┌─ Penggalan Teks
PERUBAHAN IKLIM BUMI SEMAKIN MENJADI-JADI

(Sumber foto: kompas.com)
Belakangan ini banyak siaran di televisi mengenai berita bencana alam di Indonesia yang sangat ekstrem, contohnya banjir di Semarang, angin puting beliung di Lombok Tengah, tanah longsor di Lombok Utara, cuaca yang ekstrem di berbagai daerah dan masih banyak bencana alam lainnya. Secara global bencana alam terjadi di berbagai belahan dunia salah satunya badai musim dingin di Amerika Serikat. Lima kematian terkait cuaca ekstrem lainnya terjadi di Kentucky. Sementara di Oregon, tiga orang meninggal dunia akibat tersengat listrik saat tiang listrik jatuh ke arah mereka. Kematian juga dilaporkan di Illinois, Kansas, New Hampshire, New York, Wisconsin, dan negara bagian Washington.
Bencana alam ini terjadi dapat disebabkan oleh dua faktor yaitu sifat alami dari alam atau perilaku manusia yang merusak lingkungannya menjadikan siklus alami alam berubah, salah satunya perubahan iklim dapat menyebabkan timbulnya cuaca ekstrem yang berdampak pada seluruh belahan di bumi ini merasakan kerusakan lingkungan yang signifikan. Dikutip dari website Badan Nasional Penanggulangan Bencana (BNPB), Suharyanto selaku kepala BNPB mengatakan, saat ini perubahan iklim yang terjadi di dunia secara nyata telah meningkatkan potensi kejadian bencana.
“Perubahan iklim terbukti meningkatkan frekuensi kejadian bencana dengan sangat drastis dan lebih ekstrim,” ujar Suharyanto.
“Jika kita melihat data bencana terkait iklim dengan dampak signifikan, di tingkat global khususnya sejak tahun 1961, tren kenaikan anomali suhu rata-rata global berbanding lurus dengan peningkatan frekuensi kejadian bencana. Hal yang sama dengan data bencana di Indonesia, tren kenaikan jumlah kejadian bencana alam dalam mengalami kenaikan hingga 82% jika dilihat dari tahun 2010 hingga 2022. Sehingga, benar adanya bahwa peningkatan anomali suhu rata-rata baik di tingkat global maupun nasional menyebabkan meningkatnya frekuensi kejadian bencana, terutama bencana hidrometeorologi,” tambahnya.
└─
**Petunjuk Tugas**:
Salin kembali teks tentang perubahan iklim, seluruhnya mulai dari "(Sumber foto: kompas.com)" sampai ke "negara bagian Washington.", dan ganti "angin puting beliung" dengan "angin kencang".
┌─ Data Mentah
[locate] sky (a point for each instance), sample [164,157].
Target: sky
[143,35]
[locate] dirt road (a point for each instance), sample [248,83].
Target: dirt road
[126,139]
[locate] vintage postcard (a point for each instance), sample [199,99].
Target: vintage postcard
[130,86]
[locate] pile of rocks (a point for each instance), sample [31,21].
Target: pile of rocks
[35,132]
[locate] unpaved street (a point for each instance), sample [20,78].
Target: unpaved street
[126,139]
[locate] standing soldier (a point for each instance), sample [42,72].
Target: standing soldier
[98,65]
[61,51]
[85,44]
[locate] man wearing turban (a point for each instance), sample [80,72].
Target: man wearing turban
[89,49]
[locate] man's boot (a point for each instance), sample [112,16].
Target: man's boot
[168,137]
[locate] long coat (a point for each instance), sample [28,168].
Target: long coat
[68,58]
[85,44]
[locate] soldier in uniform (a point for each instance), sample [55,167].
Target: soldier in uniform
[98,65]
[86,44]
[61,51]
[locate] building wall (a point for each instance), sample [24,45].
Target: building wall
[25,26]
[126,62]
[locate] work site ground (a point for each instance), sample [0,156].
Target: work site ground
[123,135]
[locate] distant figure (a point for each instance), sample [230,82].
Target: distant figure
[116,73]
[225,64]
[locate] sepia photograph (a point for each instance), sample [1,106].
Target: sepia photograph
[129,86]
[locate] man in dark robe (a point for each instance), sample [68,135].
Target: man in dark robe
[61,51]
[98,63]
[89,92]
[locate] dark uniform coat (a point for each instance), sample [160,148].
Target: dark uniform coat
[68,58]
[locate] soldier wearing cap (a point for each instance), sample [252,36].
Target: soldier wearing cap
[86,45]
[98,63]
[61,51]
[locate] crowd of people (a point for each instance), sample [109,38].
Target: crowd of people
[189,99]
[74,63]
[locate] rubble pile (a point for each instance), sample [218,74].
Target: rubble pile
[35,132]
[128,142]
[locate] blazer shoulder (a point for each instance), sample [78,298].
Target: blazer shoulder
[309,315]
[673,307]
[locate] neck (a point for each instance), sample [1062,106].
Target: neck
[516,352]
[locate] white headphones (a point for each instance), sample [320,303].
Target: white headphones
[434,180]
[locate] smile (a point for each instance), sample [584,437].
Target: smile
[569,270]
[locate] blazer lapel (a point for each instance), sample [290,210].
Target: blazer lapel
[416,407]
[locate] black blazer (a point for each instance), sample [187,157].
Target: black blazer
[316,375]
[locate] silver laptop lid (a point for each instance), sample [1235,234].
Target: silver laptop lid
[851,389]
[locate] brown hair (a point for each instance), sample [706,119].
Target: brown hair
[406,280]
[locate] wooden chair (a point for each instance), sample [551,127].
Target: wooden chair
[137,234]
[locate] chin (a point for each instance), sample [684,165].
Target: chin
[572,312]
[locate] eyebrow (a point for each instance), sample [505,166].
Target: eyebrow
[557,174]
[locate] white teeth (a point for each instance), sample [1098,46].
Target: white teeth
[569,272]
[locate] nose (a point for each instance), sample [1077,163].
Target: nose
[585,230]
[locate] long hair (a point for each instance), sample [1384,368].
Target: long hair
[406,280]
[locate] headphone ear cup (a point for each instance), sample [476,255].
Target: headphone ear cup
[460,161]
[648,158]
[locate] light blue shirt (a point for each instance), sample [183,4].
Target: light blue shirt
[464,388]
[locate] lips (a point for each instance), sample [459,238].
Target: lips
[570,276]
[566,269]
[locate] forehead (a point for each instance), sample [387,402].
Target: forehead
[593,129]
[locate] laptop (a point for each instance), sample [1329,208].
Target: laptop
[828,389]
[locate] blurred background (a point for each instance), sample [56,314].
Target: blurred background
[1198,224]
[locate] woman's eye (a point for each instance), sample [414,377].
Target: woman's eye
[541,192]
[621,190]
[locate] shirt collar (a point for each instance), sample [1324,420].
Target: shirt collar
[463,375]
└─
┌─ Data Mentah
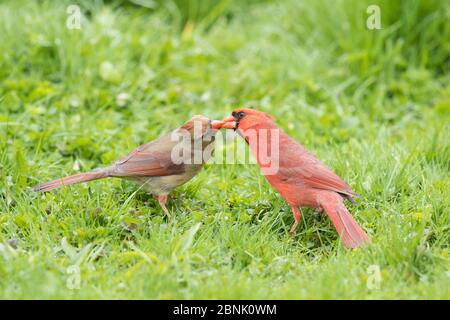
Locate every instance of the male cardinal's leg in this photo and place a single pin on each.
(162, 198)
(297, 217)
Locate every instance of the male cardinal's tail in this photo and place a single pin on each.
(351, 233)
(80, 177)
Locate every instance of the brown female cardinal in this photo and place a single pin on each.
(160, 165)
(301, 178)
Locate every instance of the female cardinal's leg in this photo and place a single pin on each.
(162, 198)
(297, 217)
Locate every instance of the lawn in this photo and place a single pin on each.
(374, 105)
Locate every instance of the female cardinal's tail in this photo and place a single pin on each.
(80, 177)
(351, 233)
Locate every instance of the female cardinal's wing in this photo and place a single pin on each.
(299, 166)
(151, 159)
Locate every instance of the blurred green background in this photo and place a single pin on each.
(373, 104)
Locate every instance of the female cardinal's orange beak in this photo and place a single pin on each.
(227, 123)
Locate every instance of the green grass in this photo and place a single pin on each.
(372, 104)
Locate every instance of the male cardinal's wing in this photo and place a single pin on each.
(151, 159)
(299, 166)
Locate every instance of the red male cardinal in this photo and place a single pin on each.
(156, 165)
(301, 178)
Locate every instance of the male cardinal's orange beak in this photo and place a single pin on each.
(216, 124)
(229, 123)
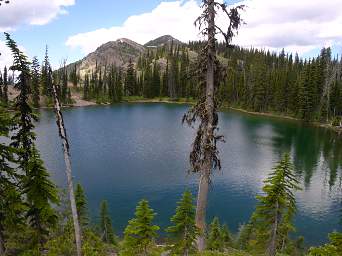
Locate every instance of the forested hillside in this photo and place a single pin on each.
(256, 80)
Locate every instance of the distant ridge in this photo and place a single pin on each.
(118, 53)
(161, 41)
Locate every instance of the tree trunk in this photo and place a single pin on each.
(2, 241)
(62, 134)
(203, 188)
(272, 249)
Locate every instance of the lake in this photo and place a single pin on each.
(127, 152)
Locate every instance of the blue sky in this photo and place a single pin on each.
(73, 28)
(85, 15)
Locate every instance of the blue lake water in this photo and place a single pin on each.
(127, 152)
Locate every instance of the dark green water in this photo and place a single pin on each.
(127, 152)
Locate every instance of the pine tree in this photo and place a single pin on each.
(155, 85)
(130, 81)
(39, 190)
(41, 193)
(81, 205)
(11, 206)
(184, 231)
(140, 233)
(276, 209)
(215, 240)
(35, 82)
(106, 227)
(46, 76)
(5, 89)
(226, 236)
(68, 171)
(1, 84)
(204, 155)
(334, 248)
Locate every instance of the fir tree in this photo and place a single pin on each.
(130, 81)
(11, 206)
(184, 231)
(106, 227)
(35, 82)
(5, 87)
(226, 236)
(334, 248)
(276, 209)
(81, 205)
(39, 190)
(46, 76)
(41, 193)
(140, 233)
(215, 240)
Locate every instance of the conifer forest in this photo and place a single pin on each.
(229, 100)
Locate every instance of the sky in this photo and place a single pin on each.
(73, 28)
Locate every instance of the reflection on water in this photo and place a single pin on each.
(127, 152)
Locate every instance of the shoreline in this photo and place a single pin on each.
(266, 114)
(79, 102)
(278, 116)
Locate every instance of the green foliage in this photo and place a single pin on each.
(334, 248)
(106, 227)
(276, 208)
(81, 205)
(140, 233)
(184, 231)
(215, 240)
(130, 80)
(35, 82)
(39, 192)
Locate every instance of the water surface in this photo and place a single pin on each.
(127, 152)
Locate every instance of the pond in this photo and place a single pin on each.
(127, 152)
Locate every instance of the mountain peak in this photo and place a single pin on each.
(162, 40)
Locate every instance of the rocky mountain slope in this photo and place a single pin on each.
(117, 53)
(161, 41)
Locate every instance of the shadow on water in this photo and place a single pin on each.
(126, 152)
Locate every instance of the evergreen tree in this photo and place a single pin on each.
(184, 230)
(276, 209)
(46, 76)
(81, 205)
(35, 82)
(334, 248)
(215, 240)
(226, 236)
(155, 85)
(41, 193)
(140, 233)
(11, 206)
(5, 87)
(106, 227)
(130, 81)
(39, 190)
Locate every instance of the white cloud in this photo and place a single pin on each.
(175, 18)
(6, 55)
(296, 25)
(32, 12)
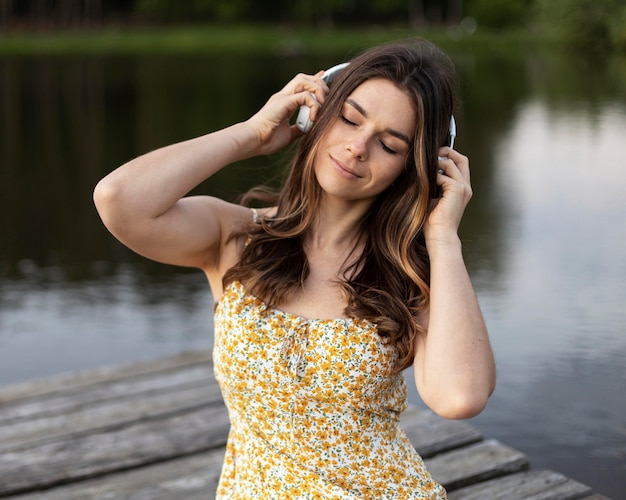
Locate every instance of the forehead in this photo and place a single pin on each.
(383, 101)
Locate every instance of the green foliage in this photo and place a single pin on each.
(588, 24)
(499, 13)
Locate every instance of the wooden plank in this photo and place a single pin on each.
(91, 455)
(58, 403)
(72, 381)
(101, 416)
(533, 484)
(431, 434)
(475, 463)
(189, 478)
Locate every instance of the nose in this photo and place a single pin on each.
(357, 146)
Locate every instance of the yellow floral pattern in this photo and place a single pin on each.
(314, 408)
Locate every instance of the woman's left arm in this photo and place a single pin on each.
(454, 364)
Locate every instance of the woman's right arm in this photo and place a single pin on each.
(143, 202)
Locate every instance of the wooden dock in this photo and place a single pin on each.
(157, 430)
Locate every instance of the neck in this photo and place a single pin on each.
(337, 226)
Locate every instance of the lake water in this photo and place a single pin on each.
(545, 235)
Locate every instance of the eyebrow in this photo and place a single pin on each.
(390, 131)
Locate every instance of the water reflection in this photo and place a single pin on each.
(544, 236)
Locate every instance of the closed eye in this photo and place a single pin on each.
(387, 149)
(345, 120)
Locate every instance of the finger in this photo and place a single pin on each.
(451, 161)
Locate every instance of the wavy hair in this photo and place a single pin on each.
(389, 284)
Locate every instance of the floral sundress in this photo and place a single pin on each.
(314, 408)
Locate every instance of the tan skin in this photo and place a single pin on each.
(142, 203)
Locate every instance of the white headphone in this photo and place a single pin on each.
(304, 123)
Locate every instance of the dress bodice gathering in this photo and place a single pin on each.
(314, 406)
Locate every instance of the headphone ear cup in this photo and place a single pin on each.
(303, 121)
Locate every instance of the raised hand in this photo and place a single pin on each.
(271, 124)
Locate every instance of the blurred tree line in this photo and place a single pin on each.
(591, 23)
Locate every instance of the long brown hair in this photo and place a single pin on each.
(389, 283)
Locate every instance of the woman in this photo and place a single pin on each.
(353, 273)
└─
**Jawaban Tertulis**:
(Sumber foto: kompas.com)
Belakangan ini banyak siaran di televisi mengenai berita bencana alam di Indonesia yang sangat ekstrem, contohnya banjir di Semarang, angin kencang di Lombok Tengah, tanah longsor di Lombok Utara, cuaca yang ekstrem di berbagai daerah dan masih banyak bencana alam lainnya. Secara global bencana alam terjadi di berbagai belahan dunia salah satunya badai musim dingin di Amerika Serikat. Lima kematian terkait cuaca ekstrem lainnya terjadi di Kentucky. Sementara di Oregon, tiga orang meninggal dunia akibat tersengat listrik saat tiang listrik jatuh ke arah mereka. Kematian juga dilaporkan di Illinois, Kansas, New Hampshire, New York, Wisconsin, dan negara bagian Washington.